Document =
** begin **
I love to preach, but sermon preparation has never come easy for me. Even though I had some great homiletical training in seminary, I quickly found I was unprepared for the reality of constructing and delivering a message every Sunday and sometimes several more during a typical week. To make matters worse, outside of the occasional comments I received from those in my congregation — “Good sermon, Preacher!” and “I really liked that story about…” — there was no one who could offer any kind of constructive feedback. Mondays were usually filled with nagging feelings of inadequacy.
Some time back I was talking on the phone with Lloyd, a long-time friend and a young pastor fresh out of seminary. I heard echoes of my early struggles in his questions: “What process do you go through in preparing sermons?” “How do you move from text to sermon?” “Where do you find good illustrations?”
I had one of those “Aha!” experiences. From my recent study of the pastoral epistles, I had noticed something different about the familiar passage of 2 Timothy 2:2: “The things which you have heard from me… entrust to faithful men, who will be able to teach others also.” I realized this verse was not simply an exhortation to be involved in discipling others. Paul, a preacher, was charging two other preachers, Timothy and Titus, with the responsibility to prepare others to preach. I realized that equipping preachers for ministry is not just the job of seminaries and Bible colleges. It should be part of our job description as preachers.
I floated the idea to Lloyd to begin what I called a “sermon coaching” relationship. “I would have loved it if someone would have been available to serve as a sounding board and provide practical feedback on how to sharpen my preaching skills,” I explained. “So what about testing out a long-distance coaching program. Taped sermons could be sent to me; I will evaluate them, and then set up a phone appointment to discuss what was done well and what you might do to improve.”
Lloyd was eager to begin. In fact, he jumped right in and began peppering me with more questions about the process I go through in preparing a sermon. “When do you block out study time?” “What resources do you find yourself consistently using?” he asked. After we talked for awhile, he said, “What you just shared for the last 15 minutes is the kind of thing that could really shorten the learning curve for me. Count me in!”
I was not surprised by Lloyd’s response. Most professional Christian workers receive whatever training they have in communication during their Bible college or seminary years. Some are effective in their ministry because they have built on the principles they learned in the traditional classroom setting. Yet many seminary and Bible college graduates feel unprepared for their role as preachers.
While working on his graduate thesis, Randal Pelton investigated how pastors continue to struggle with weekly sermon preparation after their formal training. These seminary graduates, most of whom had now been in ministry six or more years, were often frustrated and desperate for input tailored to their specific needs. I found this to be true as well, both in my own life and in the lives of those I have been coaching. The most common areas being:
– Identifying the main idea of the text
– Moving from the textual idea to the preaching idea
– Outlining the sermon
– Illustrations — where to find them, how to use them with the greatest effectiveness
– Introductions that get attention, raise a need and orient the listener to the passage
– Relevant applications that stay true to the intent of the text
Regardless of the caliber of formal training, many young pastors desire more guidance with preparing and presenting relevant, biblical sermons. Young preachers need mentors. They need someone to come alongside them and give encouragement and feedback specific to their needs.
** end **
Records in a dataset =
** begin **
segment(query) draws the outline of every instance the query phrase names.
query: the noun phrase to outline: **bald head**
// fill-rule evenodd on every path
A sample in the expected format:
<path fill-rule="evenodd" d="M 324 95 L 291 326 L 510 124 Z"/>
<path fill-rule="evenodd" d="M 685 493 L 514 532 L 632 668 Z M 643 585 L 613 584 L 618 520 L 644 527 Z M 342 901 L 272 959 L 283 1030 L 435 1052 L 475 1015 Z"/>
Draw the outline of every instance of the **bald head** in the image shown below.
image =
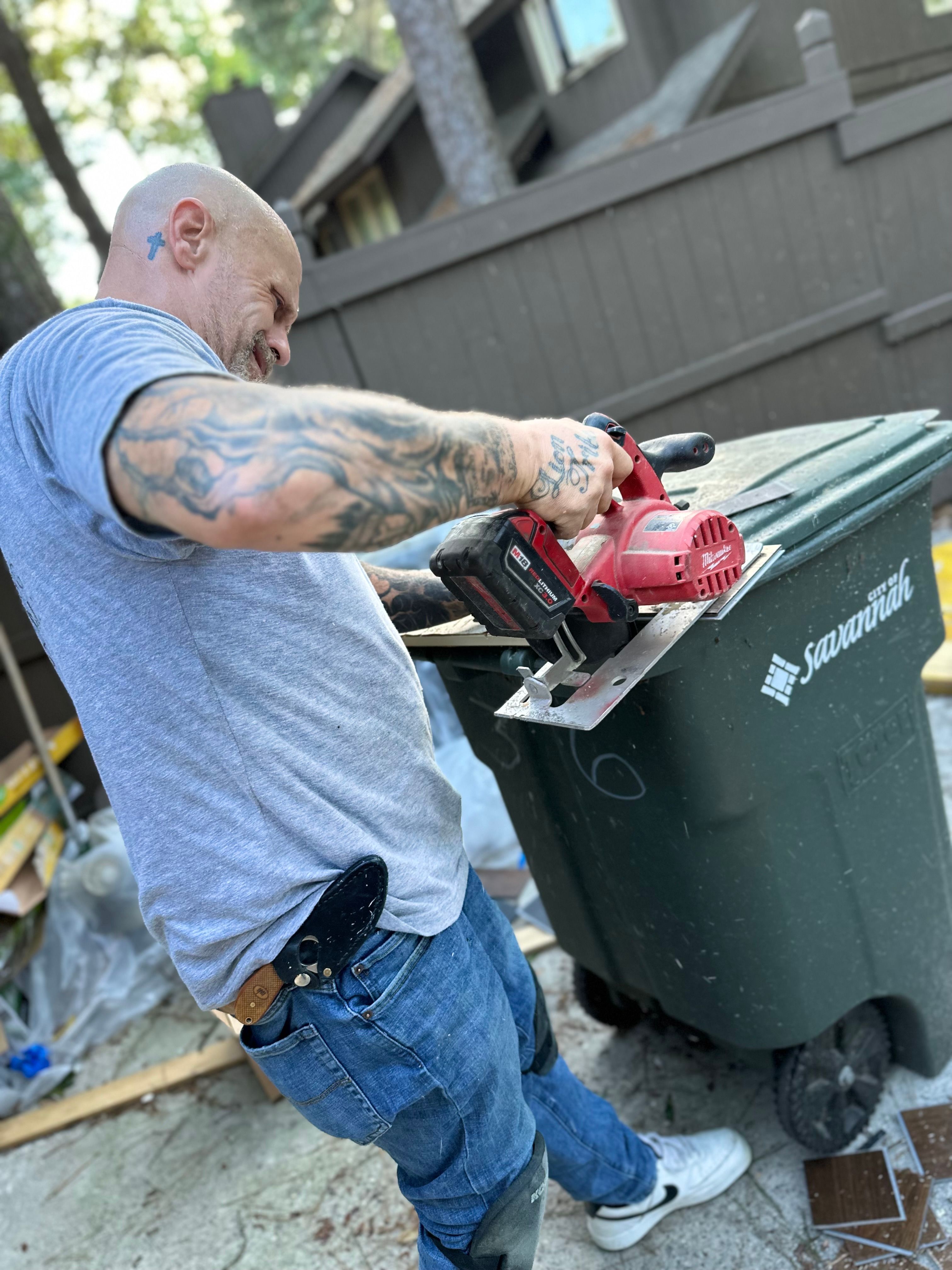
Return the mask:
<path fill-rule="evenodd" d="M 291 357 L 300 284 L 294 239 L 264 199 L 220 168 L 173 164 L 119 204 L 98 298 L 170 312 L 261 380 Z"/>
** end **
Tasks to complete =
• 1. Answer these questions on the article on sermon coaching:
(a) Which Bible passage had the writer noticed something different about while studying the pastoral epistles?
(b) In the long-distance coaching program the writer proposed, what form would the sermons take when sent?
(c) Who investigated how pastors continue to struggle with weekly sermon preparation after their formal training?
• 2. Carry on the article on sermon coaching past its final sentence.

Per-task answers =
• 1.
(a) 2 Timothy 2:2
(b) They would be taped sermons.
(c) Randal Pelton, while working on his graduate thesis

• 2.
The Return of Mentoring and Coaching
Prior to the 19th century, mentoring in the form of informal apprenticeships and internships was a way of life between generations. Young boys and girls worked alongside a member of the family and / or community to learn life and work skills. With the advent of the industrial revolution, centralized education arose to meet the needs of the changing culture. With many people working in factories rather than farms, education had to occur another way. As a result, formal, classroom instruction has dominated since that time as the accepted form of education.
As Gordon Mac-Donald writes in a forward to The Fine Art of Mentoring (Engstrom, 1989): “Today, what passes for people development happens in a classroom, and the certification of a person is by diploma from an institution rather than a stamp of approval from an overseer, a mentor. The criteria for the judgment of people usually rests upon knowledge rather than wisdom, achievement rather than character, profit rather than creativity. And as long as that is true, mentoring will likely be a second class matter in our value system” (p. x).
However, within the last 25 years, non-formal training in the form of mentoring and coaching has returned to fill the need of keeping up with today’s fast changing culture. Robert Clinton, assistant professor of Leadership and Extension at the School of World Missions, Fuller Seminary argues that “mentoring, a personalized, need-centered training, will most likely dominate the informal training models” of the future.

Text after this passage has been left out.